(Pointing records for named objects)

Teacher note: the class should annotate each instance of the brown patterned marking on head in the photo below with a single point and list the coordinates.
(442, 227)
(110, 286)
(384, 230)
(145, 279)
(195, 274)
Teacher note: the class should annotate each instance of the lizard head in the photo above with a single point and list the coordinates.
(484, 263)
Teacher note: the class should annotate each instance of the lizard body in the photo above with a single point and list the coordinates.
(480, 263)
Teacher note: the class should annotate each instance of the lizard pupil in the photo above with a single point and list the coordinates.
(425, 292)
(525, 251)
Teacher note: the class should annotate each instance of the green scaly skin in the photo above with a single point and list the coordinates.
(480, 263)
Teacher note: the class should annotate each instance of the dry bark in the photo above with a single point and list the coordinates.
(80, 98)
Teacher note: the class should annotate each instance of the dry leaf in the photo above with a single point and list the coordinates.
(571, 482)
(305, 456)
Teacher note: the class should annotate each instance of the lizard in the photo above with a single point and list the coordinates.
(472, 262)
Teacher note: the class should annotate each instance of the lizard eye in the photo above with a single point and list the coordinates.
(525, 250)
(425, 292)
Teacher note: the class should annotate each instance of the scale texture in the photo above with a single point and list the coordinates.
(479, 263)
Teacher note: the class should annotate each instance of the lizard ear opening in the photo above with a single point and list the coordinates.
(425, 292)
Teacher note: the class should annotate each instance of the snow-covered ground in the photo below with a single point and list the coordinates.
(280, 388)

§ **Task objective**
Render all of the data above as a Markdown table with the columns No. and Line, giving each line its own numbered row and leaving out blank lines.

§ **Solution to this task**
| No. | Line |
|---|---|
| 1 | Teacher note: the class should annotate each instance of the brown patterned marking on head in the photo below with a single point and list the coordinates. |
| 2 | (442, 227) |
| 3 | (110, 286) |
| 4 | (384, 230) |
| 5 | (145, 279) |
| 6 | (195, 274) |
| 7 | Teacher note: the class should annotate each instance of the lizard head in the photo above with a single point and list the coordinates. |
| 8 | (484, 263) |
| 9 | Teacher note: the class should annotate each instance of the lizard body in the photo above with a single point and list the coordinates. |
| 10 | (480, 263) |
| 11 | Teacher note: the class should annotate each instance of the lizard pupil in the photo above with a single point and list the coordinates. |
| 12 | (425, 292) |
| 13 | (525, 251) |
| 14 | Teacher note: the class should annotate each instance of the green scaly skin in the photo above with a single point and list the coordinates. |
| 15 | (480, 263) |
| 16 | Teacher note: the class should annotate each instance of the dry bark in the photo above with a single point and list the coordinates. |
| 17 | (80, 98) |
| 18 | Teacher note: the class should annotate each instance of the dry leaf in the photo above with a single point and list the coordinates. |
| 19 | (571, 482) |
| 20 | (305, 456) |
| 21 | Teacher note: the class should annotate each instance of the lizard in the photo above with a single point and list the coordinates. |
| 22 | (472, 262) |
| 23 | Teacher note: the class should annotate each instance of the lizard eye in the photo above with a single point and list the coordinates. |
| 24 | (525, 250) |
| 25 | (425, 292) |
| 26 | Teacher note: the class should annotate each instance of the scale texture in the photo above with a single point and list the coordinates. |
| 27 | (479, 263) |
| 28 | Teacher note: the class should annotate each instance of the lizard ear opening in the photo above with a single point and list the coordinates. |
| 29 | (425, 292) |
| 30 | Teacher note: the class should annotate each instance of the snow-covered ground in the photo below with a single point and list the coordinates. |
| 31 | (280, 388) |